* **INSTRUCTIONS TO FOLLOW**:
Can you gather every line of the rows below that contains the string "grass"? Matching is case-sensitive.

[Stored rows]

>>>

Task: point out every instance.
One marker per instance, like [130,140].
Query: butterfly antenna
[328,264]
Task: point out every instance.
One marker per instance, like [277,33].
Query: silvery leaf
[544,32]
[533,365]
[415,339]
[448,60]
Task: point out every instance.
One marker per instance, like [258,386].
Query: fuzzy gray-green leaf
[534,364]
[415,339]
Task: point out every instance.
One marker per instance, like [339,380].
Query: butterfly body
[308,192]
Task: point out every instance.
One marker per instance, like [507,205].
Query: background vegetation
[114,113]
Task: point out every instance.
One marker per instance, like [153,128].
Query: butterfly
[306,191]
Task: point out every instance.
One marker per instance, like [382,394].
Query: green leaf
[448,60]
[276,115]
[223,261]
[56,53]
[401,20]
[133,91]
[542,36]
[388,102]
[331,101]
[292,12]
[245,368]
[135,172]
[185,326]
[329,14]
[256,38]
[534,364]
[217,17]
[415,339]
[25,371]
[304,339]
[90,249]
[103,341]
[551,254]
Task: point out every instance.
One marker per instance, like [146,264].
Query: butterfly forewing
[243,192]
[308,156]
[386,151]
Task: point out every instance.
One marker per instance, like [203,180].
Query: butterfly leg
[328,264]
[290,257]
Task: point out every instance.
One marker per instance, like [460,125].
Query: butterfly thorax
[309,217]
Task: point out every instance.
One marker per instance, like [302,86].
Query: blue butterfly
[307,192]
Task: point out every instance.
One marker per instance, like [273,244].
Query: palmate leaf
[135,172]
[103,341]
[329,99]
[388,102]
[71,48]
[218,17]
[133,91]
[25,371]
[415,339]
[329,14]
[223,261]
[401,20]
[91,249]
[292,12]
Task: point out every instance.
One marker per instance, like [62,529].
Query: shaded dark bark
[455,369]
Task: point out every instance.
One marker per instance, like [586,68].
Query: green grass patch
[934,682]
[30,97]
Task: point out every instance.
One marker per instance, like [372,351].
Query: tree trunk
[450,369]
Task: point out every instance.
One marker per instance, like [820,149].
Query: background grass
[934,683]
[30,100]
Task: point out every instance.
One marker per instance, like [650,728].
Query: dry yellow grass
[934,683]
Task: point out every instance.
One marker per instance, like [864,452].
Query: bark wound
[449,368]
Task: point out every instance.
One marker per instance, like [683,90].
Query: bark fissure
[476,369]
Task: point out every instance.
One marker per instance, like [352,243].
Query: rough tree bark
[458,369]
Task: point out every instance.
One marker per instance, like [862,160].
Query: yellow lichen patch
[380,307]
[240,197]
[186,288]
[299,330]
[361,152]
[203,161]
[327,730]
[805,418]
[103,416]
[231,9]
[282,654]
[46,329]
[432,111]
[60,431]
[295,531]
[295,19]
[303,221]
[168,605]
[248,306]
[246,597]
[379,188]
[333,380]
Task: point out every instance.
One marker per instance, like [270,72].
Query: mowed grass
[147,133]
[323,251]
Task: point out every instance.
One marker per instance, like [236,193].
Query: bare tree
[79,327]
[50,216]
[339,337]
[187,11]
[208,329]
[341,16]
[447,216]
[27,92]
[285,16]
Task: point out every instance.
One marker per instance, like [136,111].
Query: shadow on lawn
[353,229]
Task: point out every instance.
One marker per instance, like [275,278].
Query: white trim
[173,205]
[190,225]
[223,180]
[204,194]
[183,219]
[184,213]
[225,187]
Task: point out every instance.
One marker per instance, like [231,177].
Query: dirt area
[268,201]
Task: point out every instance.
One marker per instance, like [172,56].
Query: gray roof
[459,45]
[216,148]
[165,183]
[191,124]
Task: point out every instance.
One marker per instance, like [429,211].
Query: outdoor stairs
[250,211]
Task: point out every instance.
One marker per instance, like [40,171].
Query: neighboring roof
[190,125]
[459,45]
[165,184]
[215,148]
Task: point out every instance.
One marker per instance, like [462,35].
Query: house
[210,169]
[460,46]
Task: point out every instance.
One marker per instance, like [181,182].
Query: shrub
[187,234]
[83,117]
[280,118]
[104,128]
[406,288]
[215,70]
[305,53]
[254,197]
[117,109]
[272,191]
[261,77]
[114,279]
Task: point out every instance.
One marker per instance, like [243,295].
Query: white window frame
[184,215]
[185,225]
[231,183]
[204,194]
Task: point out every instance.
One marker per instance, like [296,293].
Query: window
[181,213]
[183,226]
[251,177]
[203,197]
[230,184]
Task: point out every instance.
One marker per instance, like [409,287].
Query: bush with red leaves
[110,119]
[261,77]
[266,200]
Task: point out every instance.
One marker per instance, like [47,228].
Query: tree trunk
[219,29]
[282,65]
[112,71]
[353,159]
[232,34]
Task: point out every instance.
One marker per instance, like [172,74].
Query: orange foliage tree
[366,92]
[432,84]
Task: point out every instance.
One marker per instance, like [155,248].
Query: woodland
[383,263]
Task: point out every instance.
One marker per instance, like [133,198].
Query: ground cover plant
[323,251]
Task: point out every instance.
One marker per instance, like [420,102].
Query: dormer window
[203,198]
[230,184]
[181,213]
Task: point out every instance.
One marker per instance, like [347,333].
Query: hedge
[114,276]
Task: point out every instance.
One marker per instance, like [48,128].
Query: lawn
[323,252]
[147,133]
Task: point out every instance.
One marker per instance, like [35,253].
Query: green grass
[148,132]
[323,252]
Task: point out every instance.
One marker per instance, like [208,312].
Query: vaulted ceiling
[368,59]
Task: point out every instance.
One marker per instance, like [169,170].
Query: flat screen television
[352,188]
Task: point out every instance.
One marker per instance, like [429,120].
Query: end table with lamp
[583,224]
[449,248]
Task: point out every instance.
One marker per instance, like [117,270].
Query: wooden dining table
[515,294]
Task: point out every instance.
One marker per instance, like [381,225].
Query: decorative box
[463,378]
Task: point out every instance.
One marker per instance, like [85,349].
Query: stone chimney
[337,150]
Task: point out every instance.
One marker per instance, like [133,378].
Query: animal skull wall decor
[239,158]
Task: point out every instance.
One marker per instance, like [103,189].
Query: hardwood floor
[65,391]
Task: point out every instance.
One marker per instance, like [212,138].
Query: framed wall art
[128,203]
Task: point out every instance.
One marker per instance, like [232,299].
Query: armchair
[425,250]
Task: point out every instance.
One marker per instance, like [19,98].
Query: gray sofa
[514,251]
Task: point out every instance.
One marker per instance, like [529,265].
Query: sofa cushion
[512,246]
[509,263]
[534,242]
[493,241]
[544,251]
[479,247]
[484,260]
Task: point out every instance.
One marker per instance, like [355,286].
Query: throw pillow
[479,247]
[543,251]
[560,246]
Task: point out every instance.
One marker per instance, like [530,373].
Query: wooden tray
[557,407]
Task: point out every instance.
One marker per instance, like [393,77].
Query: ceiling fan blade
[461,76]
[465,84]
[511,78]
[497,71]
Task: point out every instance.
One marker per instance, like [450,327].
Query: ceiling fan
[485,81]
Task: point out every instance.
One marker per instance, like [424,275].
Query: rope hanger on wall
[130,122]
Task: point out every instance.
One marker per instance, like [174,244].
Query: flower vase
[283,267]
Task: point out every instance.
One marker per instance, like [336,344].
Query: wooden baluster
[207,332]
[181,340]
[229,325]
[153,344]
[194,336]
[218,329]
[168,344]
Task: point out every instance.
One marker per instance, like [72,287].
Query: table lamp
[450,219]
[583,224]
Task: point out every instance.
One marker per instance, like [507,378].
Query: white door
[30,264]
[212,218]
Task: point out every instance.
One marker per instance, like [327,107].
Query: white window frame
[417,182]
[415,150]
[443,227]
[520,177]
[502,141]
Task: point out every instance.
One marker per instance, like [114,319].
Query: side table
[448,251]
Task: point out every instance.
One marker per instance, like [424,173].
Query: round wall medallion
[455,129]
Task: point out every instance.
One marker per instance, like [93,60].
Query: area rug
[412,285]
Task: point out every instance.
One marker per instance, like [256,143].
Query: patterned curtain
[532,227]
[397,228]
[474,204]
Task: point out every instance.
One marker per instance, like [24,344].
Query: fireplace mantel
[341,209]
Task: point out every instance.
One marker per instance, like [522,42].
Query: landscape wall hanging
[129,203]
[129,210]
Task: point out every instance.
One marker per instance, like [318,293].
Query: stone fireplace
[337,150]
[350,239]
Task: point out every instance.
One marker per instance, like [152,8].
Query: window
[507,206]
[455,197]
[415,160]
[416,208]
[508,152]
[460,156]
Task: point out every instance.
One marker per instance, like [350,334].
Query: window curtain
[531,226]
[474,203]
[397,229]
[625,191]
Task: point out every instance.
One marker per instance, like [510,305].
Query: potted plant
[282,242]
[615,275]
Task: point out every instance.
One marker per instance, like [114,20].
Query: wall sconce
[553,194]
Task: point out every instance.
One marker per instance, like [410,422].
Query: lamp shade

<<<

* **REPLY TO THE TASK**:
Query: green grass patch
Query: background grass
Query: dry yellow grass
Query: mowed grass
Query: green grass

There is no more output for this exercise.